# EXERCISE BRIEF
Can you copy the data word for word, starting at the line that has "Detect: metal step ladder" and stopping after the line that has "[794,365,918,459]"?

# ITEMS
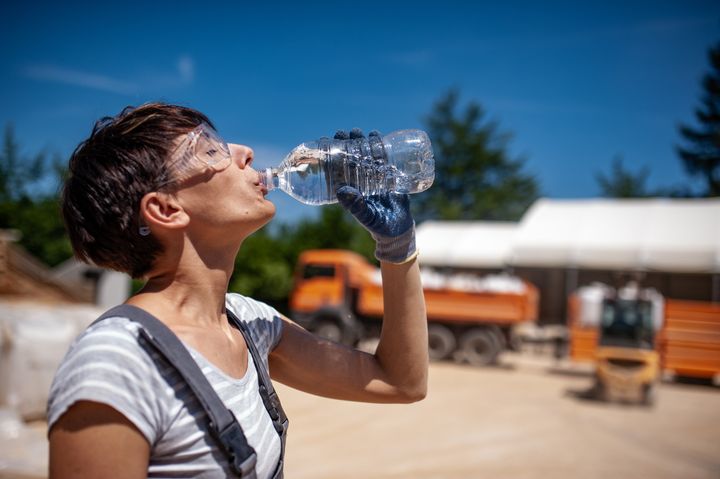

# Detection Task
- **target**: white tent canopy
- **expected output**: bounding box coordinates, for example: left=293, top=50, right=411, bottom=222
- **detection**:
left=510, top=199, right=720, bottom=273
left=417, top=221, right=517, bottom=268
left=418, top=199, right=720, bottom=273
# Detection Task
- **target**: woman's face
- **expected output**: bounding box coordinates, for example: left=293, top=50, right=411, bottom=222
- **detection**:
left=174, top=139, right=275, bottom=239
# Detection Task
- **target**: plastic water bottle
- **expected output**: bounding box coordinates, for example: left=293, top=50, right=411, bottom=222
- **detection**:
left=261, top=130, right=435, bottom=205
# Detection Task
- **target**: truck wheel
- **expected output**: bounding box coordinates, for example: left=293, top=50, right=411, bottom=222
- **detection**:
left=456, top=328, right=500, bottom=366
left=428, top=324, right=457, bottom=361
left=640, top=383, right=657, bottom=407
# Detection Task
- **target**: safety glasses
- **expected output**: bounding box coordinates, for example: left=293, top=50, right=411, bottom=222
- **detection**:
left=159, top=123, right=232, bottom=188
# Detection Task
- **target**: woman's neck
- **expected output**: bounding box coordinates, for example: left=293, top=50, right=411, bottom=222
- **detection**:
left=128, top=238, right=237, bottom=326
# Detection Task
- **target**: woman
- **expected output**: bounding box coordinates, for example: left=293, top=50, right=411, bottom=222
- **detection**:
left=48, top=103, right=428, bottom=478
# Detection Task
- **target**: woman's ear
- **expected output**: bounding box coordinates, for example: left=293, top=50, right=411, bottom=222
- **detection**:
left=140, top=191, right=190, bottom=232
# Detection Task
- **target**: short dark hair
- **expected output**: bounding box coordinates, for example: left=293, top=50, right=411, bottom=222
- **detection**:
left=62, top=103, right=212, bottom=278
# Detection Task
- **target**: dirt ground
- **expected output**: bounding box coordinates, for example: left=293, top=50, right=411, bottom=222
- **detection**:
left=0, top=351, right=720, bottom=479
left=279, top=353, right=720, bottom=479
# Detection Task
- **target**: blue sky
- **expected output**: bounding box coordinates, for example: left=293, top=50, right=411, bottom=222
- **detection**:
left=0, top=0, right=720, bottom=221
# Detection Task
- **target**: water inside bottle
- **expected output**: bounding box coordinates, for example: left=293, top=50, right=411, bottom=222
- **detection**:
left=278, top=145, right=399, bottom=205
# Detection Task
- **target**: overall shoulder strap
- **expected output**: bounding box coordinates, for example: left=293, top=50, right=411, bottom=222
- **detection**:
left=93, top=304, right=257, bottom=479
left=226, top=308, right=289, bottom=479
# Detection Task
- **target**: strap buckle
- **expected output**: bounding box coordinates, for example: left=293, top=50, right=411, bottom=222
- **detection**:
left=211, top=420, right=257, bottom=479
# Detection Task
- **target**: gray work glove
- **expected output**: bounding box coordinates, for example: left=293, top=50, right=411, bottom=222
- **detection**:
left=335, top=128, right=417, bottom=264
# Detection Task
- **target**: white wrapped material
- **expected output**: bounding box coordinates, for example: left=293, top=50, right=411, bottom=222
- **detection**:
left=0, top=303, right=99, bottom=418
left=0, top=408, right=48, bottom=478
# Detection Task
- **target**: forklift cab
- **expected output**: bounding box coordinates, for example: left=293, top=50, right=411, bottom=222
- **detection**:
left=599, top=298, right=655, bottom=350
left=595, top=297, right=659, bottom=405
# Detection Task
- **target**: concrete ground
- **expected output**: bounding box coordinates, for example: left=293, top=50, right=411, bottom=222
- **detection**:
left=279, top=352, right=720, bottom=479
left=0, top=351, right=720, bottom=479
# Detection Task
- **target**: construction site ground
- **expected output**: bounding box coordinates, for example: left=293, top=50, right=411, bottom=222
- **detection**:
left=280, top=349, right=720, bottom=479
left=0, top=348, right=720, bottom=479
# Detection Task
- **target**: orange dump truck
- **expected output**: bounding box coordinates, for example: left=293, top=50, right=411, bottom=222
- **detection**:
left=290, top=250, right=538, bottom=365
left=568, top=288, right=720, bottom=379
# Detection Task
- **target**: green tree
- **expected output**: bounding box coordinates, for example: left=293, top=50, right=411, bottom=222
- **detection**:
left=595, top=155, right=660, bottom=198
left=412, top=90, right=539, bottom=220
left=0, top=125, right=72, bottom=266
left=676, top=43, right=720, bottom=196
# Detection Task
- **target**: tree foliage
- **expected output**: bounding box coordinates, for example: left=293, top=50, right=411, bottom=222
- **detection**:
left=677, top=43, right=720, bottom=196
left=0, top=125, right=72, bottom=266
left=413, top=90, right=539, bottom=220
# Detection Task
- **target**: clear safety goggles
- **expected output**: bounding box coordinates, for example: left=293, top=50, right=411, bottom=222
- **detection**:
left=159, top=123, right=232, bottom=188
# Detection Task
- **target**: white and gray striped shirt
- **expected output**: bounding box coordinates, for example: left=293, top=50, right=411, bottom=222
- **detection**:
left=48, top=294, right=282, bottom=478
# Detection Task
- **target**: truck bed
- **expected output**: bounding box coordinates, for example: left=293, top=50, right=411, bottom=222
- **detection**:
left=357, top=285, right=538, bottom=324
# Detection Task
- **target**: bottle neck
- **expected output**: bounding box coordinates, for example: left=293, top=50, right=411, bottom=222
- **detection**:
left=260, top=168, right=279, bottom=191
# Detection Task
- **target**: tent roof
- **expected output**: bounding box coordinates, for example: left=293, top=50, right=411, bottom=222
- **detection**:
left=510, top=199, right=720, bottom=272
left=417, top=221, right=517, bottom=268
left=418, top=199, right=720, bottom=273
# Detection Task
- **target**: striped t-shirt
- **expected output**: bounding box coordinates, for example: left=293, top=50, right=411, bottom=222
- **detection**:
left=48, top=294, right=282, bottom=478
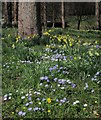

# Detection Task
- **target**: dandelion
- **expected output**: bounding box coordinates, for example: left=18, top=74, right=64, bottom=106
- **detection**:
left=47, top=98, right=51, bottom=103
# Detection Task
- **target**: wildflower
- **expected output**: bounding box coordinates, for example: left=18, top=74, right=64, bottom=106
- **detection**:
left=40, top=83, right=42, bottom=86
left=21, top=96, right=25, bottom=99
left=61, top=87, right=65, bottom=90
left=34, top=107, right=39, bottom=111
left=91, top=89, right=94, bottom=93
left=42, top=98, right=45, bottom=101
left=18, top=111, right=23, bottom=115
left=48, top=110, right=51, bottom=113
left=45, top=84, right=48, bottom=87
left=28, top=108, right=32, bottom=111
left=39, top=102, right=41, bottom=105
left=12, top=44, right=15, bottom=49
left=22, top=112, right=26, bottom=116
left=73, top=100, right=80, bottom=105
left=29, top=101, right=33, bottom=104
left=8, top=96, right=11, bottom=100
left=95, top=101, right=97, bottom=103
left=47, top=98, right=51, bottom=103
left=25, top=103, right=29, bottom=106
left=72, top=84, right=76, bottom=88
left=12, top=112, right=14, bottom=115
left=83, top=104, right=87, bottom=107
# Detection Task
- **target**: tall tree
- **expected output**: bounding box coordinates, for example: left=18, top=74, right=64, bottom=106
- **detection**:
left=7, top=2, right=12, bottom=27
left=52, top=2, right=55, bottom=27
left=43, top=2, right=47, bottom=30
left=12, top=1, right=18, bottom=26
left=95, top=0, right=100, bottom=30
left=2, top=2, right=8, bottom=26
left=61, top=0, right=65, bottom=28
left=18, top=2, right=42, bottom=37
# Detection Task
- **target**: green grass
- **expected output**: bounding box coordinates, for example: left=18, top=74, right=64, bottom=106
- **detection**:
left=2, top=29, right=101, bottom=119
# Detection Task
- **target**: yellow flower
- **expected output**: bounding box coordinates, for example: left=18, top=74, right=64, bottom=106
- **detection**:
left=48, top=110, right=51, bottom=113
left=47, top=98, right=51, bottom=103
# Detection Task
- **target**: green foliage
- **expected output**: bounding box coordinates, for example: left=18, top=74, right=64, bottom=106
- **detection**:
left=2, top=29, right=101, bottom=119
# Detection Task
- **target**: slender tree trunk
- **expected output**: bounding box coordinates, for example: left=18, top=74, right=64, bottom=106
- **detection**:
left=43, top=2, right=47, bottom=30
left=12, top=2, right=18, bottom=26
left=61, top=0, right=65, bottom=28
left=7, top=2, right=12, bottom=27
left=95, top=2, right=100, bottom=30
left=2, top=2, right=8, bottom=26
left=52, top=2, right=55, bottom=28
left=18, top=2, right=41, bottom=37
left=77, top=15, right=82, bottom=30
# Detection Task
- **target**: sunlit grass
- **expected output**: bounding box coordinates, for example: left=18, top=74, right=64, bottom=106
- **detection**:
left=2, top=29, right=101, bottom=118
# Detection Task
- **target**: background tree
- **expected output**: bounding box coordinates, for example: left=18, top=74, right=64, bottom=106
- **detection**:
left=12, top=2, right=18, bottom=26
left=43, top=2, right=47, bottom=30
left=18, top=2, right=42, bottom=37
left=95, top=1, right=100, bottom=30
left=61, top=0, right=65, bottom=28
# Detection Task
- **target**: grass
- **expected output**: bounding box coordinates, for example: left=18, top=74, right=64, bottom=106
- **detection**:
left=2, top=29, right=101, bottom=119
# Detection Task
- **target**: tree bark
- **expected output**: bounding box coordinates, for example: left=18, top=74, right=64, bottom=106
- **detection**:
left=52, top=2, right=55, bottom=28
left=61, top=0, right=65, bottom=28
left=18, top=2, right=41, bottom=37
left=43, top=2, right=47, bottom=30
left=12, top=2, right=18, bottom=26
left=7, top=2, right=12, bottom=27
left=95, top=2, right=100, bottom=30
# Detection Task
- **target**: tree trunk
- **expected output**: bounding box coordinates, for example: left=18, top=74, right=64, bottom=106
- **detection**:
left=2, top=2, right=8, bottom=26
left=43, top=2, right=47, bottom=30
left=77, top=15, right=82, bottom=30
left=18, top=2, right=41, bottom=37
left=52, top=2, right=55, bottom=28
left=12, top=2, right=18, bottom=26
left=95, top=2, right=100, bottom=30
left=7, top=2, right=12, bottom=27
left=61, top=0, right=65, bottom=28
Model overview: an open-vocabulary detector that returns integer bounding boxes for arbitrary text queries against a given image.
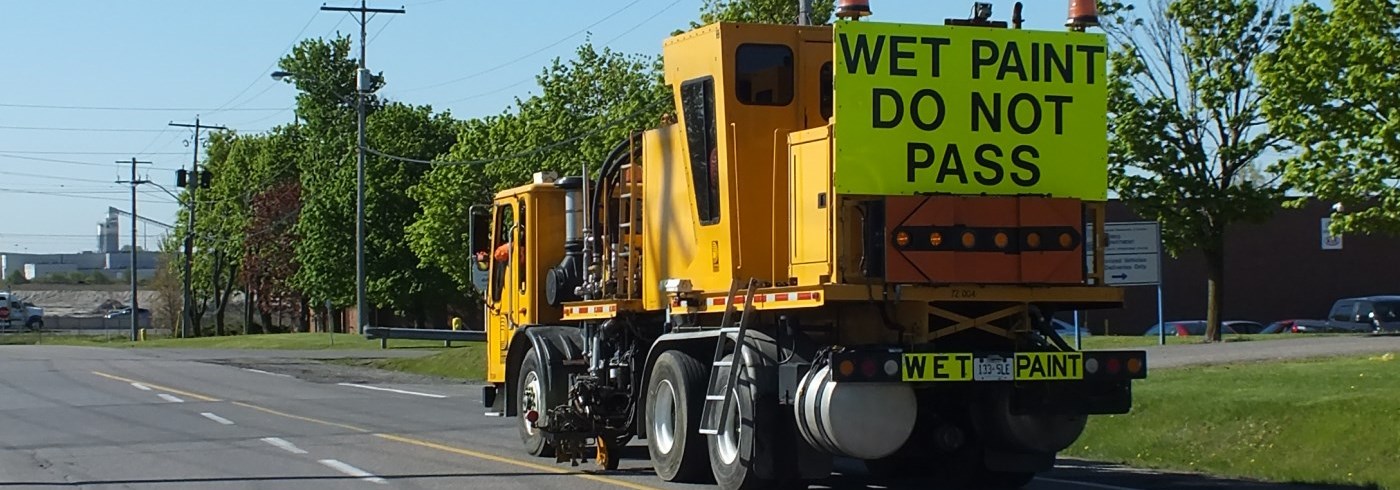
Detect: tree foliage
[365,102,463,326]
[1105,0,1289,340]
[407,43,672,290]
[1259,0,1400,234]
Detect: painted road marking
[244,368,291,378]
[374,434,657,490]
[1036,476,1141,490]
[92,371,657,490]
[260,437,307,454]
[230,402,370,433]
[92,371,218,402]
[199,412,234,426]
[337,382,447,398]
[321,459,389,484]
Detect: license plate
[972,356,1015,381]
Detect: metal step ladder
[617,136,643,300]
[700,277,757,435]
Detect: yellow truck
[470,1,1147,489]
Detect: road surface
[0,339,1400,490]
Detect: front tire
[515,349,553,456]
[647,350,708,483]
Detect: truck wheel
[707,354,777,490]
[515,349,552,456]
[645,350,708,483]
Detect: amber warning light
[1064,0,1099,31]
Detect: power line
[399,0,641,94]
[209,10,321,113]
[0,150,185,155]
[365,99,668,165]
[0,126,165,133]
[438,0,680,105]
[0,104,281,112]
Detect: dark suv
[1327,295,1400,333]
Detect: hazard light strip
[704,291,822,311]
[564,302,617,319]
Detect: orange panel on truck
[885,196,1084,284]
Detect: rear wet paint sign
[833,21,1107,200]
[900,353,1084,381]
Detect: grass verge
[1064,333,1340,350]
[0,330,442,350]
[1064,354,1400,489]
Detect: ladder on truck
[616,136,643,300]
[700,279,757,435]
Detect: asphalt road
[0,337,1400,490]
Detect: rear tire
[645,350,710,483]
[707,354,778,490]
[515,349,553,456]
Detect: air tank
[794,365,918,459]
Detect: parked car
[1259,319,1345,333]
[1050,318,1092,339]
[1324,295,1400,333]
[1142,319,1248,337]
[104,307,151,319]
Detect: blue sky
[0,0,1103,253]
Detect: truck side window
[734,45,794,105]
[491,204,515,302]
[818,62,836,122]
[680,77,720,224]
[511,199,528,293]
[1331,301,1355,322]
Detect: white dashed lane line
[244,368,291,378]
[199,412,234,426]
[321,459,389,484]
[337,382,447,398]
[262,437,307,454]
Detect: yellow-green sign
[833,21,1109,200]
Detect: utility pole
[170,115,228,339]
[116,157,150,342]
[321,0,405,333]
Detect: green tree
[1259,0,1400,234]
[407,43,672,290]
[365,102,461,326]
[1103,0,1288,340]
[280,36,384,307]
[696,0,836,27]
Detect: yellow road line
[374,434,657,490]
[92,371,658,490]
[228,402,370,433]
[92,371,218,402]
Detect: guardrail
[364,326,486,349]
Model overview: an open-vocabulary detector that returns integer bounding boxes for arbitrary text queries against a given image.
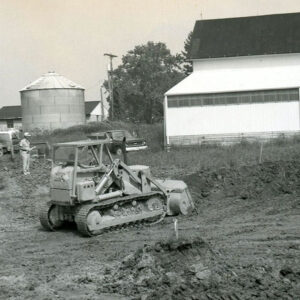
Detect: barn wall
[166,54,300,96]
[165,54,300,144]
[166,101,300,144]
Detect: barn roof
[189,13,300,59]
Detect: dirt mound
[185,161,300,204]
[94,238,300,300]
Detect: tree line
[104,32,192,124]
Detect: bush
[32,121,164,151]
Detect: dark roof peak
[189,12,300,59]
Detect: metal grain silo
[20,72,85,131]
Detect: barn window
[168,89,299,107]
[6,120,14,128]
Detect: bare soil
[0,157,300,299]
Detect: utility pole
[104,53,117,120]
[100,85,104,122]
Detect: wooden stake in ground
[259,142,264,164]
[174,218,178,240]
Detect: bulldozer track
[75,192,165,236]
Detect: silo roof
[21,72,84,92]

# WRITTEN ANSWER
Detect: metal step ladder
[617,136,643,300]
[700,277,757,435]
Detect: yellow truck
[470,1,1147,489]
Detect: road surface
[0,339,1400,490]
Detect: front tire
[515,349,553,456]
[647,350,708,483]
Detect: truck wheel
[707,354,777,490]
[515,349,552,456]
[645,350,708,483]
Detect: amber warning light
[1064,0,1099,31]
Detect: power line
[399,0,641,94]
[209,10,321,113]
[0,150,185,155]
[365,99,668,165]
[0,126,165,133]
[438,0,680,105]
[0,104,281,112]
Detect: dark suv
[1327,295,1400,333]
Detect: hazard light strip
[704,291,822,311]
[564,302,617,319]
Detect: orange panel on truck
[885,196,1084,284]
Detect: rear wet paint sign
[833,21,1107,200]
[900,353,1084,381]
Detect: grass verge
[1064,333,1340,350]
[0,330,442,350]
[1064,354,1400,489]
Detect: ladder on truck
[616,136,643,300]
[700,279,757,435]
Detect: asphalt road
[0,337,1400,490]
Detect: rear tire
[645,350,710,483]
[707,354,778,490]
[515,349,553,456]
Detect: air tank
[794,365,918,459]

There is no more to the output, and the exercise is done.